▶ [Your task] Range to reproduce from the entries below: the line with "Query: green grass pitch", the line with "player's shin, newline-separated", and every line in between. Give them exactly and give nothing else.

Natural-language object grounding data
════

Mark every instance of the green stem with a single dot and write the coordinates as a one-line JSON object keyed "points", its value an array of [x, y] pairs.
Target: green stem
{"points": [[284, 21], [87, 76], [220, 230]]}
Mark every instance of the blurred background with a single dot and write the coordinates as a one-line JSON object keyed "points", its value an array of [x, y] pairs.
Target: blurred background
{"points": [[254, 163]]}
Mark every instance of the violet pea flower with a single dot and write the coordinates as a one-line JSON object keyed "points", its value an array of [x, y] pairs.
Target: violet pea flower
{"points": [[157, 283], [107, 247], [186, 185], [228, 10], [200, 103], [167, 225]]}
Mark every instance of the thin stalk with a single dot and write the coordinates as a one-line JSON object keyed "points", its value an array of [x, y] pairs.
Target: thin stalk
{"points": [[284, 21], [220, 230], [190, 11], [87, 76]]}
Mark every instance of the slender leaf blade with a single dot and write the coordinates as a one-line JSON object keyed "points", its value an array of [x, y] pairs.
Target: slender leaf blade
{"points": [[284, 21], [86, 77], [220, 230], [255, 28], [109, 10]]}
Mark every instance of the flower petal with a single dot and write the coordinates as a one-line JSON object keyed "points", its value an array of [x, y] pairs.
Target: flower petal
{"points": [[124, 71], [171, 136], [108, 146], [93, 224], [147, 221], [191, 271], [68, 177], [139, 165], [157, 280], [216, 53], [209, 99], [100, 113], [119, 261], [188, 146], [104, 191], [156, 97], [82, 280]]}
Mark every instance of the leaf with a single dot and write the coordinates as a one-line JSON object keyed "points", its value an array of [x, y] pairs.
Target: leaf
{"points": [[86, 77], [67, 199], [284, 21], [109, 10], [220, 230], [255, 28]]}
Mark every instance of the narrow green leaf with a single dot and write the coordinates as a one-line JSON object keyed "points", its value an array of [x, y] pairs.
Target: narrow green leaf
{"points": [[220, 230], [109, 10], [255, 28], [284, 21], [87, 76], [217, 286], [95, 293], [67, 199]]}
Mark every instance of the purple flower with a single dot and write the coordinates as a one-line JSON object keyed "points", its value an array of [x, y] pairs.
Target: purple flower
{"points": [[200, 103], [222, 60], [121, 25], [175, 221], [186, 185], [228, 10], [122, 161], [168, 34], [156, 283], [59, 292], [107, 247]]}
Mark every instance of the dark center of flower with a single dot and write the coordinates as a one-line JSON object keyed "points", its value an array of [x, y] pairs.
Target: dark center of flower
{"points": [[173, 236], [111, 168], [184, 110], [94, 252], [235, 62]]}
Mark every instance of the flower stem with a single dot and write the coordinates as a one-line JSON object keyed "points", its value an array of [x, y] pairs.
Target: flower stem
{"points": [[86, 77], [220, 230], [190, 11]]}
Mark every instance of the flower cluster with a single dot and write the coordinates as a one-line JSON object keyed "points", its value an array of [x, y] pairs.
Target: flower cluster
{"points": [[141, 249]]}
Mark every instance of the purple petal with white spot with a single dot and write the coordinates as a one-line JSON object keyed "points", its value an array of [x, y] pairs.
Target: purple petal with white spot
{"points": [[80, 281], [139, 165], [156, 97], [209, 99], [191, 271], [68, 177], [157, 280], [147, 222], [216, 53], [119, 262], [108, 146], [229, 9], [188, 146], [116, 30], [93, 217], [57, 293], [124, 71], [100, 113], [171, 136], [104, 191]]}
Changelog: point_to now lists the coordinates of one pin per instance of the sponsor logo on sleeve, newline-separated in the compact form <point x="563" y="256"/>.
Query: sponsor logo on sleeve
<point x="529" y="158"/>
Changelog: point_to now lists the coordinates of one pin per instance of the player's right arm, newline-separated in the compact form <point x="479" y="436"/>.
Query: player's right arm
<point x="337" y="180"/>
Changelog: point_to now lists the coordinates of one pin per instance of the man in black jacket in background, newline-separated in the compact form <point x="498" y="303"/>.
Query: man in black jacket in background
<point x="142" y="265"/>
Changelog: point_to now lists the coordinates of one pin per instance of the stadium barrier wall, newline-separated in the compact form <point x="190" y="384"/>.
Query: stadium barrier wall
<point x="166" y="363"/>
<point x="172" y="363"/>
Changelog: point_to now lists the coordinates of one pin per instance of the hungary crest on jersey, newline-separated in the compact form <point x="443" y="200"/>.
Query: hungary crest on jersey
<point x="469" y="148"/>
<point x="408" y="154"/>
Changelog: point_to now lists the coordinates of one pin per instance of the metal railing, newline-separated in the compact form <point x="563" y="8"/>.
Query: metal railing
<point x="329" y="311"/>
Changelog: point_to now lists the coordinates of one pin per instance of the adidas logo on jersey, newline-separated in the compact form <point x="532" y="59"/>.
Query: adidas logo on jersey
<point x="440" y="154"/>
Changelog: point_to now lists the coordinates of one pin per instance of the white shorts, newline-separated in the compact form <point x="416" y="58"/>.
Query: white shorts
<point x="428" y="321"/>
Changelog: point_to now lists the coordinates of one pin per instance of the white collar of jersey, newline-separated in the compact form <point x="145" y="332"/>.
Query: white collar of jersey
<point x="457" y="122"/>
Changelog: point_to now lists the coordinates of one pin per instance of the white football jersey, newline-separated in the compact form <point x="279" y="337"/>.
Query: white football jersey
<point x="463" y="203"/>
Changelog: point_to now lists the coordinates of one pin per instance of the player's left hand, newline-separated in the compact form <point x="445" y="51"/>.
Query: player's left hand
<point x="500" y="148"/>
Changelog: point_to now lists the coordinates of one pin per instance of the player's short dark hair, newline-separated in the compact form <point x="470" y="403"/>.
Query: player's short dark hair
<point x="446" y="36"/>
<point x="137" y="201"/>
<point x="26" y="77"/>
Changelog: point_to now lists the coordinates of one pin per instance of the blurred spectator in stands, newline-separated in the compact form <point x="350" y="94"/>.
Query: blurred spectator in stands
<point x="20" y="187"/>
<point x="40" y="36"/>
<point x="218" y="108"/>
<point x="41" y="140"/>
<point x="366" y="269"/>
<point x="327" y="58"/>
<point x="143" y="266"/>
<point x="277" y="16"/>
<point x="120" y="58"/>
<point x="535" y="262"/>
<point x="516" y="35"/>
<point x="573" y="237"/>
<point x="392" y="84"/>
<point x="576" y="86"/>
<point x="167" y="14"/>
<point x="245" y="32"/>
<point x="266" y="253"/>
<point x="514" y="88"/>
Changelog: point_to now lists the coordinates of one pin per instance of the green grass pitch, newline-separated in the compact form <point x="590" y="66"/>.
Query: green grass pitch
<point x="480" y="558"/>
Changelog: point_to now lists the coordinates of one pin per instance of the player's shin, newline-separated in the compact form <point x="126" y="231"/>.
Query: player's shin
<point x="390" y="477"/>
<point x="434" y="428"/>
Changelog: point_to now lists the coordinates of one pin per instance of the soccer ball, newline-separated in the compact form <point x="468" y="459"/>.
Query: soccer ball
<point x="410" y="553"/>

════

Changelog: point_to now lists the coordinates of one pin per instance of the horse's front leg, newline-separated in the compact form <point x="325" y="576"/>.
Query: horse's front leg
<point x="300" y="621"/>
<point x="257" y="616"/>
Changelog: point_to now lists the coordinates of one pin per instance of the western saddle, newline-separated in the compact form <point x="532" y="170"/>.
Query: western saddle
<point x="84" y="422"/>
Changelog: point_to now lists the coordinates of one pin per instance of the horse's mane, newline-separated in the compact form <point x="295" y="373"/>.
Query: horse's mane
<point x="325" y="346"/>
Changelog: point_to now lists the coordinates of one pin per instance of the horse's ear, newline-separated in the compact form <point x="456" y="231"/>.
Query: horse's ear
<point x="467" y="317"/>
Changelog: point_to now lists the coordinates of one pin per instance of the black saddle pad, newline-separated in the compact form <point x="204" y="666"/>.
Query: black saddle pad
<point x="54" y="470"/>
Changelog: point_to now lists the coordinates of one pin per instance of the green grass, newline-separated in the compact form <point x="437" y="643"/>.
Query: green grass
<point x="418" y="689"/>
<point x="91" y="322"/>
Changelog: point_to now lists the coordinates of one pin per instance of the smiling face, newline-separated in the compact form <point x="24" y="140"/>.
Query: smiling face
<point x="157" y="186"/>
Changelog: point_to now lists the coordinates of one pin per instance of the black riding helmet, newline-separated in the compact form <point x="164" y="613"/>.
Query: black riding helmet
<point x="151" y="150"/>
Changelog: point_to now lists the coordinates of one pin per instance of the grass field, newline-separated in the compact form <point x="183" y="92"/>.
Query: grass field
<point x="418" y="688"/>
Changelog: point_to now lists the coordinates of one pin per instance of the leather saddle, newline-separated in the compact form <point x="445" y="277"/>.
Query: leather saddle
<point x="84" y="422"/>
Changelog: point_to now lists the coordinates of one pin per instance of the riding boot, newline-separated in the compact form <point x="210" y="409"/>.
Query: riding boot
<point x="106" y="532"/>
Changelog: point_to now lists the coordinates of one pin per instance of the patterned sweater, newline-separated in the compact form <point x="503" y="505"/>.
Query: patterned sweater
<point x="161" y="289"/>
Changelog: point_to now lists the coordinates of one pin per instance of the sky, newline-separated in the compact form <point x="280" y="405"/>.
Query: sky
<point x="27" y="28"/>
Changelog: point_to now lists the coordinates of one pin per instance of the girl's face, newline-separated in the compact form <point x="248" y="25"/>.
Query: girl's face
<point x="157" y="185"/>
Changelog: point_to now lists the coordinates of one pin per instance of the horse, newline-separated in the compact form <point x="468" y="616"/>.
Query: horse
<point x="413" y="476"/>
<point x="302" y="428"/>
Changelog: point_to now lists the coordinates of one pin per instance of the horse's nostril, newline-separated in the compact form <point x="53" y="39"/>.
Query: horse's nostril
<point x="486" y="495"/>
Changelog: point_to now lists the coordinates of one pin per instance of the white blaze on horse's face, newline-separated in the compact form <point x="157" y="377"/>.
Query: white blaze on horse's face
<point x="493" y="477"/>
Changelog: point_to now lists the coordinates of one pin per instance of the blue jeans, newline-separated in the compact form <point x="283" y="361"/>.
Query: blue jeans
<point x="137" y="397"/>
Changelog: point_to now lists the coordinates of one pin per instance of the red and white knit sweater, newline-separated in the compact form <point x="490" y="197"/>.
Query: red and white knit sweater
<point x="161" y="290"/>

════

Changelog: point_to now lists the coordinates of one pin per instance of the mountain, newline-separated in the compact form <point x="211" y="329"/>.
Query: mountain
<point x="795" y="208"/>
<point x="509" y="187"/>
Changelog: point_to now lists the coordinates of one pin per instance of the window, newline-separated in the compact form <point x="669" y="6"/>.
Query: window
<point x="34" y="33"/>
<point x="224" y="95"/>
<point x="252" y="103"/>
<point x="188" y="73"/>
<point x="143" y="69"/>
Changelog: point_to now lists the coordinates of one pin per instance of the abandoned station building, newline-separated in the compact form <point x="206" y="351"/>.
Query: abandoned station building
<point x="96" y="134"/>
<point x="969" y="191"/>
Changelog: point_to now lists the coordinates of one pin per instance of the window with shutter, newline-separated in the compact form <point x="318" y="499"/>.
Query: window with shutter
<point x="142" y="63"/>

════

▶ [Output of the exercise]
Query: green grass pitch
<point x="480" y="558"/>
Changelog: point_to now lists the coordinates of one pin per instance of the player's shin, newline-separated in the compact form <point x="126" y="231"/>.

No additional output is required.